**** Given data ****

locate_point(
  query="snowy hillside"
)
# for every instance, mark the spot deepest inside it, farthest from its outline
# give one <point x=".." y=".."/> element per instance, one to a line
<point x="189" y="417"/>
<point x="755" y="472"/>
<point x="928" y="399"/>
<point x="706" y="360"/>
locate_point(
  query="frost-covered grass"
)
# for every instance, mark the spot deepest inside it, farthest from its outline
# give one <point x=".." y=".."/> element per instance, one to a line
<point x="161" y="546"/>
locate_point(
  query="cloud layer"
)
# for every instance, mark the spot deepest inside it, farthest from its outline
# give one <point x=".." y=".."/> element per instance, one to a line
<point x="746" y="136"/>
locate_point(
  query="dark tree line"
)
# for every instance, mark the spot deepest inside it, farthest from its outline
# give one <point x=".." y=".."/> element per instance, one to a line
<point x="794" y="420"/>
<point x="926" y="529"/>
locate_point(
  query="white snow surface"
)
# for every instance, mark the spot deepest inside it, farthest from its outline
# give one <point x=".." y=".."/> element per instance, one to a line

****
**** Given data ****

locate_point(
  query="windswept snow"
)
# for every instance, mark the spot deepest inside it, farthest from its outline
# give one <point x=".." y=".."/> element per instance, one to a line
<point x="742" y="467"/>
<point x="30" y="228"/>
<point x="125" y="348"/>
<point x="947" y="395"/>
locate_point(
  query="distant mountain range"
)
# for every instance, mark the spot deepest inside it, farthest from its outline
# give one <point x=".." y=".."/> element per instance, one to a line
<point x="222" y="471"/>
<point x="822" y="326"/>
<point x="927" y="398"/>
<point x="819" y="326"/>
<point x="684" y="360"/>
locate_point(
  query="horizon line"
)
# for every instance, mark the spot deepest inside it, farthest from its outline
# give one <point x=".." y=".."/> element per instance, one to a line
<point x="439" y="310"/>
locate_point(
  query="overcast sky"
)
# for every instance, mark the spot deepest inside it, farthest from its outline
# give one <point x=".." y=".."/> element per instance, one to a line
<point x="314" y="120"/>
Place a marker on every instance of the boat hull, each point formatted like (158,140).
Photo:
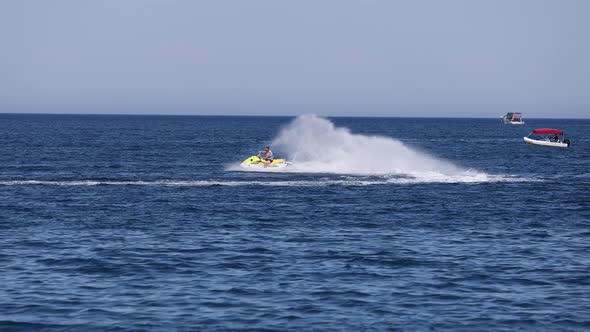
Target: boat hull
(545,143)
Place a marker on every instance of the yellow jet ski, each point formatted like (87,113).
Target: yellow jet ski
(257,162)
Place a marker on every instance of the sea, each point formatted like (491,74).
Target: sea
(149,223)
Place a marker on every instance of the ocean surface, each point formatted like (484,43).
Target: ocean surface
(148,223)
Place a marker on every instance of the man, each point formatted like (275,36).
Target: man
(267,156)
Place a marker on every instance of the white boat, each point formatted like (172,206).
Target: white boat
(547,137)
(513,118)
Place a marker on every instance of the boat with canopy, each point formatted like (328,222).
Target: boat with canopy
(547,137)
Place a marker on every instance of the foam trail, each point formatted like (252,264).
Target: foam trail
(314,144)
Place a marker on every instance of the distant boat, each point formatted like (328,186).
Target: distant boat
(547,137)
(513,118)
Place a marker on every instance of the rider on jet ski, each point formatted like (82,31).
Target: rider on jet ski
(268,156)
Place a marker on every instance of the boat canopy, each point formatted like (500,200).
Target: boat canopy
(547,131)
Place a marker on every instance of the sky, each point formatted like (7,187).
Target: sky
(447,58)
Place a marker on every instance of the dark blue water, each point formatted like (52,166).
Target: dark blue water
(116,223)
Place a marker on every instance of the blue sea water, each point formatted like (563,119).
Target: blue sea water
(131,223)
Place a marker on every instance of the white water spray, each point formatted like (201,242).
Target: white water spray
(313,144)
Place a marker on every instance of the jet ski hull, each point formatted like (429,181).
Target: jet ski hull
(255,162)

****
**** Given data ****

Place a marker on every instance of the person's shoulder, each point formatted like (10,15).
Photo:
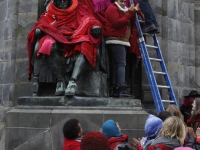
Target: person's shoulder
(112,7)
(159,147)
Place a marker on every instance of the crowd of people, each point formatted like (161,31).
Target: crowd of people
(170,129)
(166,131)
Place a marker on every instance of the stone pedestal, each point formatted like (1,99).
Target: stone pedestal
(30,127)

****

— Exercise instructions —
Return every line of the data above that contains the word "white".

— Response to this exercise —
  query="white snow surface"
Place a marker on every instance of the white boat, each point formatted like (172,206).
Target: white boat
Place a marker on every instance of the white water spray, each point formatted like (201,242).
Target: white water spray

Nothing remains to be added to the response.